[GIVEN PASSAGE]
################

This namespace ain't big enough for the both of us

Published Tuesday 5th June 2001 09:10 GMT

Richard Stallman's singular crusade to have Linux christened GNU/Linux got praise from an unexpected quarter yesterday.

Sun Microsystem's chief scientist and co-founder John Gage credited RMS with creating the free software that made the Linux phenomenon possible, describing it as a fifteen-year sleeper hit.

"Many overnight successes are based on fifteen years of work," said Gage.

"Think of all the development on the GNU system by Richard Stallman," he said. "There was all that code waiting around he created, until Linus came up with the kernel. It was a real, clean-room implementation of Linux without a kernel. GNU/Linux is all these components that were built by many people," he said.

Gage was answering a question about Palm, and that too he described as a sleeper.

################

[EXTRACTED INFORMATION]
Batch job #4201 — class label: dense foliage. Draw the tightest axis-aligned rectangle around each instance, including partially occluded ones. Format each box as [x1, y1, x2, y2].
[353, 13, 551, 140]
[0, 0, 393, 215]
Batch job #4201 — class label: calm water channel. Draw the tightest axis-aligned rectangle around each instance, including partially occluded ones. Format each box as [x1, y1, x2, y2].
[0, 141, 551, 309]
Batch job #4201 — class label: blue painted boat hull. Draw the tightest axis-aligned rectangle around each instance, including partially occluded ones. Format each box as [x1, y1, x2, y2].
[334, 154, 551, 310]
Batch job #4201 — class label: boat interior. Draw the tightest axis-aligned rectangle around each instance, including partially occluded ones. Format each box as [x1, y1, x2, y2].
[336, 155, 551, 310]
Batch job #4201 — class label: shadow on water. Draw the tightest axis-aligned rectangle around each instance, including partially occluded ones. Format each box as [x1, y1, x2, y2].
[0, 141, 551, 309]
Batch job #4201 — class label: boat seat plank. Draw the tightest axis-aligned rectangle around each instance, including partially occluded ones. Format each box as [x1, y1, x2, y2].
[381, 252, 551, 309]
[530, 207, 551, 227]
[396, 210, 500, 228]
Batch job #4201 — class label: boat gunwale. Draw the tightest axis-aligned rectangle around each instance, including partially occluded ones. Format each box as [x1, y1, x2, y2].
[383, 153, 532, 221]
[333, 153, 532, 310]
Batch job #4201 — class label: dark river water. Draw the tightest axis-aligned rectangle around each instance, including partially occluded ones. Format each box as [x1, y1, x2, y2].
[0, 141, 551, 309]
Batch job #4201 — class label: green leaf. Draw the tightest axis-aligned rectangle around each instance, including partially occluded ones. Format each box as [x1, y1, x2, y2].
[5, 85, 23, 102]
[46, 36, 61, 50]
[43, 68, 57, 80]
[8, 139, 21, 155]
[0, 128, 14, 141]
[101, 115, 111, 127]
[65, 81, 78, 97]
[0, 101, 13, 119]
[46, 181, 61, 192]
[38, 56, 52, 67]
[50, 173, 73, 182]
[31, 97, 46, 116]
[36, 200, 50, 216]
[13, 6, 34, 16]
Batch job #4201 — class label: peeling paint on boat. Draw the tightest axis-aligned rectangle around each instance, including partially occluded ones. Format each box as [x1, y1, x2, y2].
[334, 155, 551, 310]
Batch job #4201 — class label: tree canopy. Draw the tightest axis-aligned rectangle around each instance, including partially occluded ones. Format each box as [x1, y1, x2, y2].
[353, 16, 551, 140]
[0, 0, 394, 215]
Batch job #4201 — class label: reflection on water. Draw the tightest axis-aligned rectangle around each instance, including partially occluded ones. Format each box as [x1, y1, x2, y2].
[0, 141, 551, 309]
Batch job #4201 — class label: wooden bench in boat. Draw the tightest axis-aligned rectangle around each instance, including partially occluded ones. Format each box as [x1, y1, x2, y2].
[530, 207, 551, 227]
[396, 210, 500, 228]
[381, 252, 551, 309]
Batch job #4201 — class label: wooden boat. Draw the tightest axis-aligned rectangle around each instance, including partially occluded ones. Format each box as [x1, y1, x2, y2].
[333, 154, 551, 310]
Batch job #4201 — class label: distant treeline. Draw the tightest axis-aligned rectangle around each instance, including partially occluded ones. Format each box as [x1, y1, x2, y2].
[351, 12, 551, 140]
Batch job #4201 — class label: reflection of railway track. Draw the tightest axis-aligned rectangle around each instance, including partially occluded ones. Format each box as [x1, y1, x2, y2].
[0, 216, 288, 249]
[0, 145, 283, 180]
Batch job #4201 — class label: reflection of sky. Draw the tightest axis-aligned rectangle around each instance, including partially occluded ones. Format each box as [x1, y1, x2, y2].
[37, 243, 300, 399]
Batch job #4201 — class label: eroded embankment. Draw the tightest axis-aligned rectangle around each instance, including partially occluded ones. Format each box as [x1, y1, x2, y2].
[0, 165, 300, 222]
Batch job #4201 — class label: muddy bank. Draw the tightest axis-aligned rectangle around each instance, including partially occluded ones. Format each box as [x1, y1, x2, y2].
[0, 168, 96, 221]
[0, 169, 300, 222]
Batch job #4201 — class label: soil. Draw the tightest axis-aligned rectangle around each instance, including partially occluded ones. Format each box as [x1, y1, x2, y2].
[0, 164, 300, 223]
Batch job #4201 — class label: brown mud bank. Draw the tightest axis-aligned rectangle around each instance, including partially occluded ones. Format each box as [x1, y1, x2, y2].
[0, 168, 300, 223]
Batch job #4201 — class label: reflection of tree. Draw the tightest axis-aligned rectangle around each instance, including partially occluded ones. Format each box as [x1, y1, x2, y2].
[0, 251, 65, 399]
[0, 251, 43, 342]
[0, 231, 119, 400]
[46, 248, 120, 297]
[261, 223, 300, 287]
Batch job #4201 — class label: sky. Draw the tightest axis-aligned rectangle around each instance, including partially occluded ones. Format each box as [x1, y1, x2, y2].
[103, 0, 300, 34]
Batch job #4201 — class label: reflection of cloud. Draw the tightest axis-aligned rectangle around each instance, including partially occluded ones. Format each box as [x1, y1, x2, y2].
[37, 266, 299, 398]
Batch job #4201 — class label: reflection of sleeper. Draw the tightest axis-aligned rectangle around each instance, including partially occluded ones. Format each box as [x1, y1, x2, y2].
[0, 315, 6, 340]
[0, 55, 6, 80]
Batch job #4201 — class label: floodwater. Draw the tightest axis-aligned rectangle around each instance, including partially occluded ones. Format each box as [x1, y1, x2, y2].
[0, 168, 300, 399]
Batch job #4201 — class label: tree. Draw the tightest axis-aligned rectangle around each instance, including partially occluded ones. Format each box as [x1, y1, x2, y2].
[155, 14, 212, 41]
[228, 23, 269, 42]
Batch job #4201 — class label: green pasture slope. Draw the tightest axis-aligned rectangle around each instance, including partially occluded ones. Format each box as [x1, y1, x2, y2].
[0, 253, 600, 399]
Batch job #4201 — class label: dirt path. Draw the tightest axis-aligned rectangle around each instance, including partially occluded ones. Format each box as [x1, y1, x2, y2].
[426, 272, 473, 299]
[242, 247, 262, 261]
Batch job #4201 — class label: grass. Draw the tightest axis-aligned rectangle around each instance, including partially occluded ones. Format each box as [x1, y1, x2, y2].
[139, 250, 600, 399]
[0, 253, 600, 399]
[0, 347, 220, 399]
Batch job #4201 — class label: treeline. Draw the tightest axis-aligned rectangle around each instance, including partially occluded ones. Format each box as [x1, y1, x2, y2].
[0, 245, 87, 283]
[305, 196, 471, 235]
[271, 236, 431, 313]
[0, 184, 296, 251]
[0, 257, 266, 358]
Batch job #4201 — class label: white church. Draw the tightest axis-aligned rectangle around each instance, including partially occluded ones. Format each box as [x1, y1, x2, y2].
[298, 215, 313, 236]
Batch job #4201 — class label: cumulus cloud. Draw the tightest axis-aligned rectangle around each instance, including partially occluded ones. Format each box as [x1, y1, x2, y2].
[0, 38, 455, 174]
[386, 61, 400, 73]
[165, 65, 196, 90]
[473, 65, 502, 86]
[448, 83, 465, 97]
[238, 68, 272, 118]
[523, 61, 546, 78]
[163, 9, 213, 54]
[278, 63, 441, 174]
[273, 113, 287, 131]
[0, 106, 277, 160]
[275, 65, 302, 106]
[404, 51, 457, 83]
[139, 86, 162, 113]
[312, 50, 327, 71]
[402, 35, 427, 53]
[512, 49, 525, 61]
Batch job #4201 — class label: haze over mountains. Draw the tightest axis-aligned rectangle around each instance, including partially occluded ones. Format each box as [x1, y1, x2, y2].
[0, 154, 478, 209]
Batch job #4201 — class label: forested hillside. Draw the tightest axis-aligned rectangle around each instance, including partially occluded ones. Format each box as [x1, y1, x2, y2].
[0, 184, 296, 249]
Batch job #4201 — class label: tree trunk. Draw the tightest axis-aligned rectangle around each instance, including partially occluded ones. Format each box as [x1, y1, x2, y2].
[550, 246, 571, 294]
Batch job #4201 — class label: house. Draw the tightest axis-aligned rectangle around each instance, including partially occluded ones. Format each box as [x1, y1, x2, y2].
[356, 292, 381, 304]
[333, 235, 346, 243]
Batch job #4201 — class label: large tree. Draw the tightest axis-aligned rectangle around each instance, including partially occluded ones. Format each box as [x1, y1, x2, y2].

################

[WHAT THE EXERCISE ASKS]
Answer these questions using the article about John Gage and GNU/Linux:
(a) What roles does John Gage hold at Sun Microsystems?
(b) According to Gage, how many years of work are many overnight successes based on?
(c) What was the question Gage was answering about?

[TASK ANSWER]
(a) Chief scientist and co-founder.
(b) Fifteen years.
(c) Palm.